Sebastian Striegel (GRÜNE):

Frau Präsidentin! Meine sehr verehrten Damen und Herren! Eiseskälte und kein Ausweg. Geflüchtete, unter ihnen auch Familien, Frauen, Kinder, Väter, durchgefroren, hungrig, verzweifelt im Winterödland der Grenze, vor ihnen Stacheldraht und Sperreinrichtungen, gesichert von Grenzpolizei und Armee, hinter ihnen belarussische Bewaffnete mit unklaren und   ja   auch gefährlichen Absichten.

Neben der Ausweglosigkeit vor Ort sind diese Menschen, unter ihnen   das ist deutlich geworden   auch viele Betroffene des Völkermords an den Jesiden, Spielball und zynisches Erpressungskapital des gewissenlosen Lukaschenko-Regimes. Die Situation und die Bilder sind dramatisch. Wer angesichts dieser Zustände ohne Mitleid ist, dessen Herz ist kalt wie die Temperaturen vor Ort.

Wohl wissend, dass der Verursacher genau dies beabsichtigt und diese Menschen lediglich zum Mittel für seine Vergeltungspläne macht, so wie er die Macht der Bilder nutzt, kann uns weder die Lage der Menschen dort noch die Herausforderung für die Europäische Union egal sein; im Gegenteil.

Herr Gallert, ich glaube, man muss das auch schon geostrategisch als solches benennen. Dazu braucht es Ehrlichkeit. Es hilft nicht, darum herumzureden.

(Zustimmung)

Polen ist nicht allein. Gesamteuropäische Solidarität als Antwort und zur Lösung ist angezeigt. Europa darf sich um die bewusst herbeigeführte Lage weder spalten noch erpressen lassen. Auf der einen Seite gilt es, die europäischen Grundwerte der Humanität zu leben und das geltende EU-Migrationsrecht umzusetzen, so wie es auf der anderen Seite eben auch gilt, nicht von der Verurteilung des illegitimen und diktatorischen Lukaschenko-Regimes abzuweichen.

Daten dieser Übung
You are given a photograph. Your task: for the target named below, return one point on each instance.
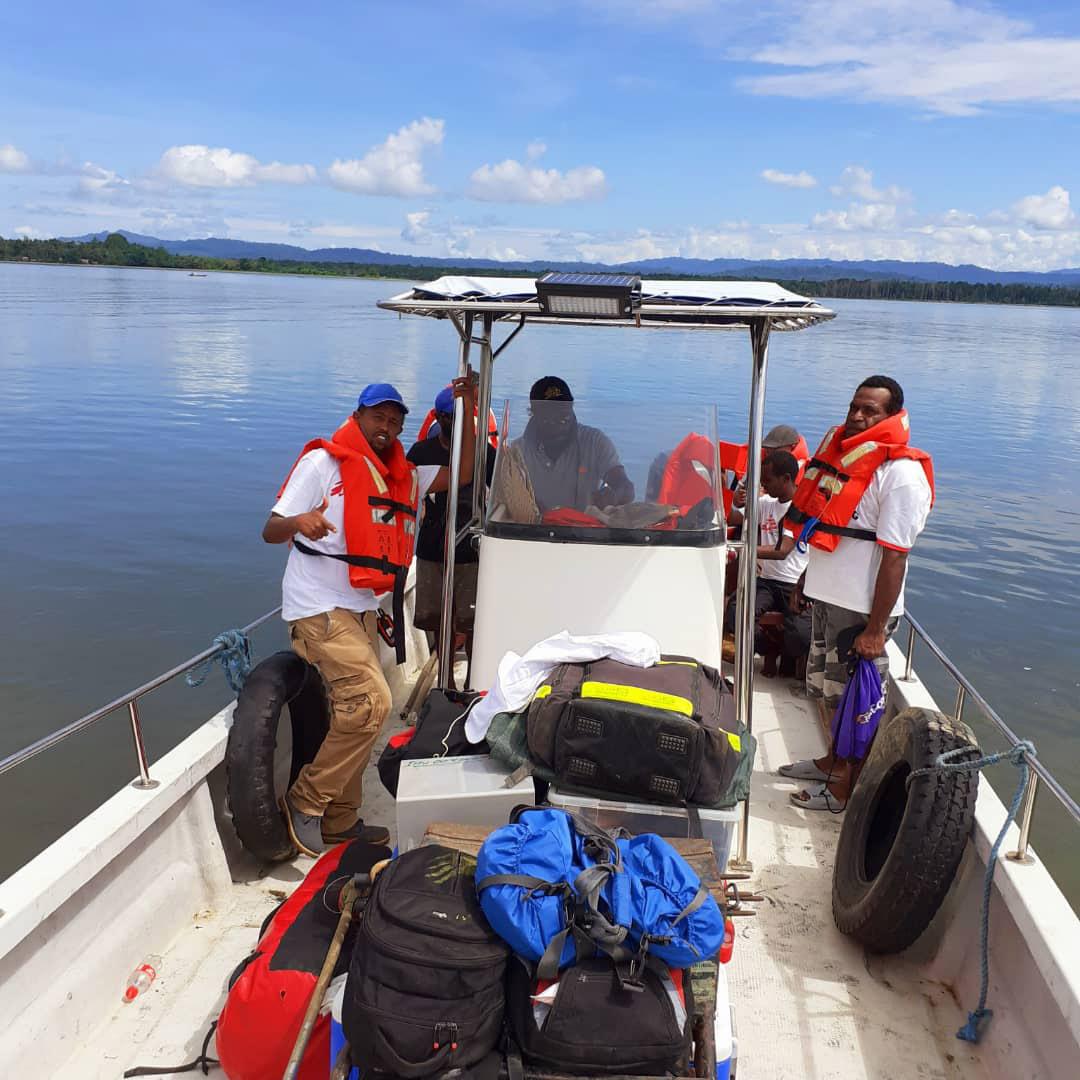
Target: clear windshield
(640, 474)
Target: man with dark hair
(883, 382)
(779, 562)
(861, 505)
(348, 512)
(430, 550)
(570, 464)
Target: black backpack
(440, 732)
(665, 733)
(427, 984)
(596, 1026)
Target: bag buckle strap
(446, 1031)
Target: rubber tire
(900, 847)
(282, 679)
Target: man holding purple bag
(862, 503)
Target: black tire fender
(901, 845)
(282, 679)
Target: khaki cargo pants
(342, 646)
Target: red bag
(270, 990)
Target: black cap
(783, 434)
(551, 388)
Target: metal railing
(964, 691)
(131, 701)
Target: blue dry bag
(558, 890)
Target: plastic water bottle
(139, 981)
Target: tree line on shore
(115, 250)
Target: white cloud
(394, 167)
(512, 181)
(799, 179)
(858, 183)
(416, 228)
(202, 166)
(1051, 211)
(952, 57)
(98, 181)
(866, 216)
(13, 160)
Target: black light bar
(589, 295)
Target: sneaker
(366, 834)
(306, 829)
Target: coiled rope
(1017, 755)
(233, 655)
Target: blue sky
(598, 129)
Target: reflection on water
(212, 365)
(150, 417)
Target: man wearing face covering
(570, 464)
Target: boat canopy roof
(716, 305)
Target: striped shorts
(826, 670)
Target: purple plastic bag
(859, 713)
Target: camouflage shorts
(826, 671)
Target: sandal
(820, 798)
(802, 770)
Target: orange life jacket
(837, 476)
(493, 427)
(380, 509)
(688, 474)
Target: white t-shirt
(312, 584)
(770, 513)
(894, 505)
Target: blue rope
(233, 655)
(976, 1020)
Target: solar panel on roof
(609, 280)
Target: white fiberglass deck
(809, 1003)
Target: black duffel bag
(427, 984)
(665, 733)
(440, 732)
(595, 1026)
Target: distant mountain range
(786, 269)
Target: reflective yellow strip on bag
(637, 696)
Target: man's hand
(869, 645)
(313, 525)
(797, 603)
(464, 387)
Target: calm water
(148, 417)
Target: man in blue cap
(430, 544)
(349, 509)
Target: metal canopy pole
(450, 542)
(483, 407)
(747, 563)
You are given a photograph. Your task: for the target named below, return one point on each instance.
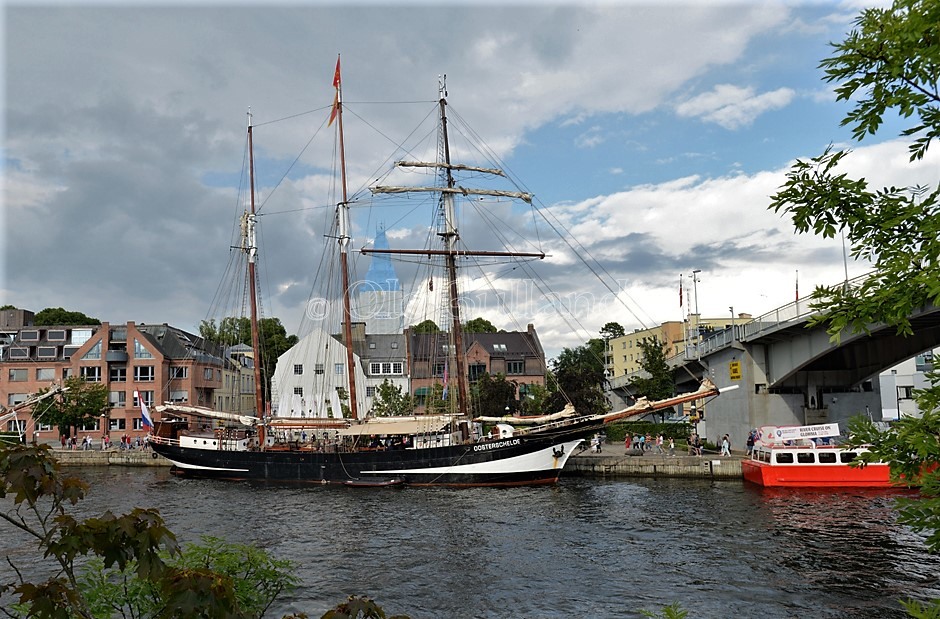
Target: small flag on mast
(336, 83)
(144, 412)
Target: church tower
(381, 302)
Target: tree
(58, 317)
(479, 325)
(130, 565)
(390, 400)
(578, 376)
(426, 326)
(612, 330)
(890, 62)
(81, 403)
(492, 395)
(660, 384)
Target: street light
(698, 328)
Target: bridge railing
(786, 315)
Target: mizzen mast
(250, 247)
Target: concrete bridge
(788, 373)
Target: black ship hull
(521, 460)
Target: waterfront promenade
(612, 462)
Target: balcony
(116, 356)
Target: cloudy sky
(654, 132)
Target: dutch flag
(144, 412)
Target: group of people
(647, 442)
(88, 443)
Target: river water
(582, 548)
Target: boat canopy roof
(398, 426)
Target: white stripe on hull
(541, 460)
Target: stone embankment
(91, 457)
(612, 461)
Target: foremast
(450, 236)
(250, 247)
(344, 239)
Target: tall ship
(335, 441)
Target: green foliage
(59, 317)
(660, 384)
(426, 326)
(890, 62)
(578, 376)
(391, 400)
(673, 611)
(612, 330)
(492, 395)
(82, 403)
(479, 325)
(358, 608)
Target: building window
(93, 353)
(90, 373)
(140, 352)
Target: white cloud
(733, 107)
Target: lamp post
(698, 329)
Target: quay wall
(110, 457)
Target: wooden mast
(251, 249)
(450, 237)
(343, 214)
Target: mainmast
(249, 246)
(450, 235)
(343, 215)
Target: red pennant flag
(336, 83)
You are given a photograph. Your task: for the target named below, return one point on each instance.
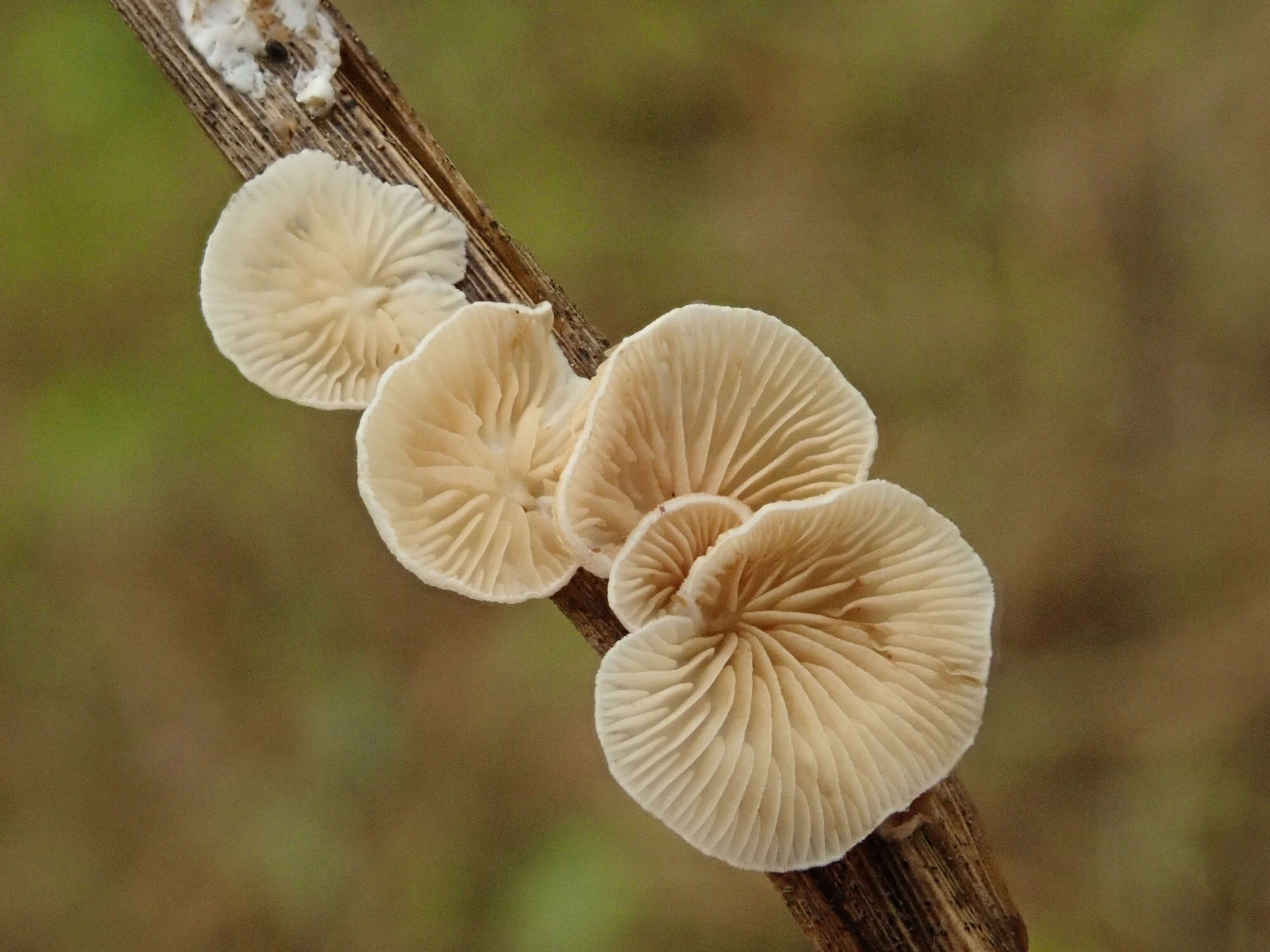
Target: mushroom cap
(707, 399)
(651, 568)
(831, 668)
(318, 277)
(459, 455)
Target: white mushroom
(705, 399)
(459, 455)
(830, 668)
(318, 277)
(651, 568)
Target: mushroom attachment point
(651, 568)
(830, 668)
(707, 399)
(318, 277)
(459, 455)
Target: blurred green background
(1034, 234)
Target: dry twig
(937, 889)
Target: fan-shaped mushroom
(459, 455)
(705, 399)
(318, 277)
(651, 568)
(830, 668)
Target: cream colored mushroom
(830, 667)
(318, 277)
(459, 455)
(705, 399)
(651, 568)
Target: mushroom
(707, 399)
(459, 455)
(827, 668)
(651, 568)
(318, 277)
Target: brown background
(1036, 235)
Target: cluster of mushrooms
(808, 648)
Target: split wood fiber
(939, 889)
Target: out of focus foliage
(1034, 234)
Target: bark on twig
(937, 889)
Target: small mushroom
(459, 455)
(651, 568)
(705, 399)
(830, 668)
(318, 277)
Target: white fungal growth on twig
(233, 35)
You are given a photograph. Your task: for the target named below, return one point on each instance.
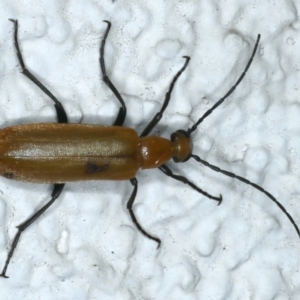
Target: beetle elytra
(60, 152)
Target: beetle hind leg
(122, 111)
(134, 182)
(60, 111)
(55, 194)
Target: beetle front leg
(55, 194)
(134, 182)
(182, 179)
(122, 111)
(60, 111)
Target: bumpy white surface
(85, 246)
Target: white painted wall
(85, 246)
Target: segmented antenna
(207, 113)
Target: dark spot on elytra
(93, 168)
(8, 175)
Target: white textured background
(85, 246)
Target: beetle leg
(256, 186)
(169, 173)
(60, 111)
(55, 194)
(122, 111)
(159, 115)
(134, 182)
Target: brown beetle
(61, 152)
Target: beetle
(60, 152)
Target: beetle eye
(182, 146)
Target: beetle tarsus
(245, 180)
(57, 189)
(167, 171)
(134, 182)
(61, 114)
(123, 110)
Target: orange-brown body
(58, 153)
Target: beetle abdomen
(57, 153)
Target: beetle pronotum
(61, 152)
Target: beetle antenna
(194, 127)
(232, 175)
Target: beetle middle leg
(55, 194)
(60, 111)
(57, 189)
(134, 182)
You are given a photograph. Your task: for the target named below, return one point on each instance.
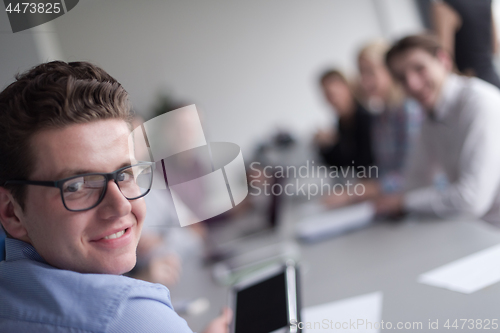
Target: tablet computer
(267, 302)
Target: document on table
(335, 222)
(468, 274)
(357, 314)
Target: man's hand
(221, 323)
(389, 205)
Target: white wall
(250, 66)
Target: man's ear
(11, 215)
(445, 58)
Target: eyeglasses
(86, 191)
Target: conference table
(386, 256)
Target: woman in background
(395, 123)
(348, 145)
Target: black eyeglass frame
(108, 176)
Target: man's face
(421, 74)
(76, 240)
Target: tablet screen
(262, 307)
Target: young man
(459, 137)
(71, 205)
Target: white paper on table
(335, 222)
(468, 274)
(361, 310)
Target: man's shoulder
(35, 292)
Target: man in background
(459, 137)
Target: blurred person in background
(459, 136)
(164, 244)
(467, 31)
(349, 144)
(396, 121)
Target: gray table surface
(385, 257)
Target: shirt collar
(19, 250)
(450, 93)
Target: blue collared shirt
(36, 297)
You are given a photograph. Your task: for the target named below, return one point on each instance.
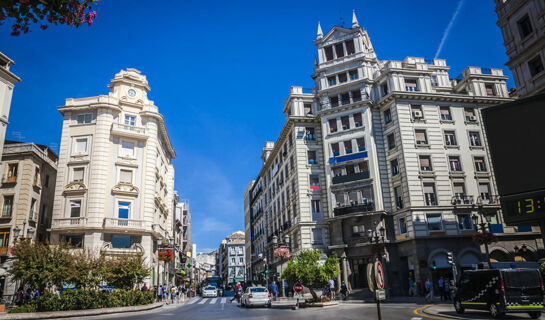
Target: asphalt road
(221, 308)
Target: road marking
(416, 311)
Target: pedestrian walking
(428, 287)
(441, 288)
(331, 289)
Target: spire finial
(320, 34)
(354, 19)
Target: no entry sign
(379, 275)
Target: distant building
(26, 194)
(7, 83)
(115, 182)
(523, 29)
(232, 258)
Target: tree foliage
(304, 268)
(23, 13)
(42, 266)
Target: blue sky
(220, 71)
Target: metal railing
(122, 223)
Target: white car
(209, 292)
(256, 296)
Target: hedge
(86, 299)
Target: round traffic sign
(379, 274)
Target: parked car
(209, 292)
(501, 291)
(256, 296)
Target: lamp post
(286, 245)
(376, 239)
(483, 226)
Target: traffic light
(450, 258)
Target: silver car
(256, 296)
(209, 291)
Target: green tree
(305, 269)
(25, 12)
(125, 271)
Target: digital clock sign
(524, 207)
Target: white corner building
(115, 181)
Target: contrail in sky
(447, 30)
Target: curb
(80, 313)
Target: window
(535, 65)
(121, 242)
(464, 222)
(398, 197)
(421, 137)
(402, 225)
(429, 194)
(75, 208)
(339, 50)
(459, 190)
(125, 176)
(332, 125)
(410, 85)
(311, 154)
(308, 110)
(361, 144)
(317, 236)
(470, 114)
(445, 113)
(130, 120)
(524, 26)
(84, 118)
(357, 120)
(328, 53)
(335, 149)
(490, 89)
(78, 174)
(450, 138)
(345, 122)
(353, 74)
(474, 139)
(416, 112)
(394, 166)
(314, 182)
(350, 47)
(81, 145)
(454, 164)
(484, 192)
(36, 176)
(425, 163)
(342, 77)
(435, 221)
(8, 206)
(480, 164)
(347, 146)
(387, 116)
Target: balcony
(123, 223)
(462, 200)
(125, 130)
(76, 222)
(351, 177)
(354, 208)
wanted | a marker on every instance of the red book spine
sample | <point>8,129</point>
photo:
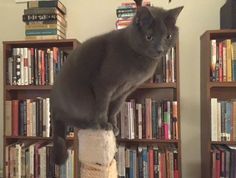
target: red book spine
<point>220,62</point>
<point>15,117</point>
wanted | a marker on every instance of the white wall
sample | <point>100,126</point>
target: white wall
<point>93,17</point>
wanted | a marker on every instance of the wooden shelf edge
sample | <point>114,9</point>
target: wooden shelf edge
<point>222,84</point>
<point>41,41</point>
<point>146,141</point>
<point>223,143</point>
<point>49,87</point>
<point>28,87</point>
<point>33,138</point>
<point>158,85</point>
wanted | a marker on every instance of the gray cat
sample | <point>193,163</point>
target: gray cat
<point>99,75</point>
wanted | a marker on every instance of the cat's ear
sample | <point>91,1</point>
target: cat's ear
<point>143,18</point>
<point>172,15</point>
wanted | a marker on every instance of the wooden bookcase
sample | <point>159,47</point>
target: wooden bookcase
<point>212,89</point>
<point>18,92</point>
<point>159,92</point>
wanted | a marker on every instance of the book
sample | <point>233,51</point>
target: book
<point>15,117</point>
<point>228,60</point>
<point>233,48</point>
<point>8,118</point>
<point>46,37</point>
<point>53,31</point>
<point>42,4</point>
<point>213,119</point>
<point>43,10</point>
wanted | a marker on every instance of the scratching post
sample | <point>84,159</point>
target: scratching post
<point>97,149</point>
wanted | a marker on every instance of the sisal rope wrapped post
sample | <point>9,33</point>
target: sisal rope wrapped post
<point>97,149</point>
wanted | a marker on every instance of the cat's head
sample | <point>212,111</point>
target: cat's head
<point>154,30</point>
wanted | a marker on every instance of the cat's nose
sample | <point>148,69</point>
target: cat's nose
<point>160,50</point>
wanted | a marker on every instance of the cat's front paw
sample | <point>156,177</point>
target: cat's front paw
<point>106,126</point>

Übungsaufgaben
1. Gib aus dem vorgegebenen Text die Passage wörtlich wieder, beginnend mit "Frau Präsidentin! Meine" und weiter bis einschließlich "auch gefährlichen Absichten.".
2. Wandle ausschließlich die Zeilen der Datensätze, beginnend mit der Zeile mit "Target: round traffic sign" und weiter bis einschließlich der Zeile mit "<point>172,15</point>", in eine JSON-Liste von Zeichenketten um, mit einem Eintrag pro Zeile und ohne Leerzeilen. Lass die Bilder in der Antwort weg.

Ausgearbeitete Lösungen
1.
Frau Präsidentin! Meine sehr verehrten Damen und Herren! Eiseskälte und kein Ausweg. Geflüchtete, unter ihnen auch Familien, Frauen, Kinder, Väter, durchgefroren, hungrig, verzweifelt im Winterödland der Grenze, vor ihnen Stacheldraht und Sperreinrichtungen, gesichert von Grenzpolizei und Armee, hinter ihnen belarussische Bewaffnete mit unklaren und   ja   auch gefährlichen Absichten.

2.
[
  "Target: round traffic sign",
  "(379, 274)",
  "Target: parked car",
  "(209, 292)",
  "(501, 291)",
  "(256, 296)",
  "Target: lamp post",
  "(286, 245)",
  "(376, 239)",
  "(483, 226)",
  "Target: traffic light",
  "(450, 258)",
  "Target: silver car",
  "(256, 296)",
  "(209, 291)",
  "Target: green tree",
  "(305, 269)",
  "(25, 12)",
  "(125, 271)",
  "Target: digital clock sign",
  "(524, 207)",
  "Target: white corner building",
  "(115, 181)",
  "Target: contrail in sky",
  "(447, 30)",
  "Target: curb",
  "(80, 313)",
  "Target: window",
  "(535, 65)",
  "(121, 242)",
  "(464, 222)",
  "(398, 197)",
  "(421, 137)",
  "(402, 225)",
  "(429, 194)",
  "(75, 208)",
  "(339, 50)",
  "(459, 190)",
  "(125, 176)",
  "(332, 125)",
  "(410, 85)",
  "(311, 154)",
  "(308, 110)",
  "(361, 144)",
  "(317, 236)",
  "(470, 114)",
  "(445, 113)",
  "(130, 120)",
  "(524, 26)",
  "(84, 118)",
  "(357, 120)",
  "(328, 53)",
  "(335, 149)",
  "(490, 89)",
  "(78, 174)",
  "(450, 138)",
  "(345, 122)",
  "(353, 74)",
  "(474, 139)",
  "(416, 112)",
  "(394, 166)",
  "(314, 182)",
  "(350, 47)",
  "(81, 145)",
  "(454, 164)",
  "(484, 192)",
  "(36, 176)",
  "(425, 163)",
  "(342, 77)",
  "(435, 221)",
  "(8, 206)",
  "(480, 164)",
  "(347, 146)",
  "(387, 116)",
  "Target: balcony",
  "(123, 223)",
  "(462, 200)",
  "(125, 130)",
  "(76, 222)",
  "(351, 177)",
  "(354, 208)",
  "wanted | a marker on every instance of the red book spine",
  "sample | <point>8,129</point>",
  "photo:",
  "target: red book spine",
  "<point>220,62</point>",
  "<point>15,117</point>",
  "wanted | a marker on every instance of the white wall",
  "sample | <point>100,126</point>",
  "target: white wall",
  "<point>93,17</point>",
  "wanted | a marker on every instance of the wooden shelf edge",
  "sample | <point>114,9</point>",
  "target: wooden shelf edge",
  "<point>222,84</point>",
  "<point>41,41</point>",
  "<point>146,141</point>",
  "<point>223,143</point>",
  "<point>49,87</point>",
  "<point>28,87</point>",
  "<point>33,138</point>",
  "<point>158,85</point>",
  "wanted | a marker on every instance of the gray cat",
  "sample | <point>193,163</point>",
  "target: gray cat",
  "<point>99,75</point>",
  "wanted | a marker on every instance of the cat's ear",
  "sample | <point>91,1</point>",
  "target: cat's ear",
  "<point>143,18</point>",
  "<point>172,15</point>"
]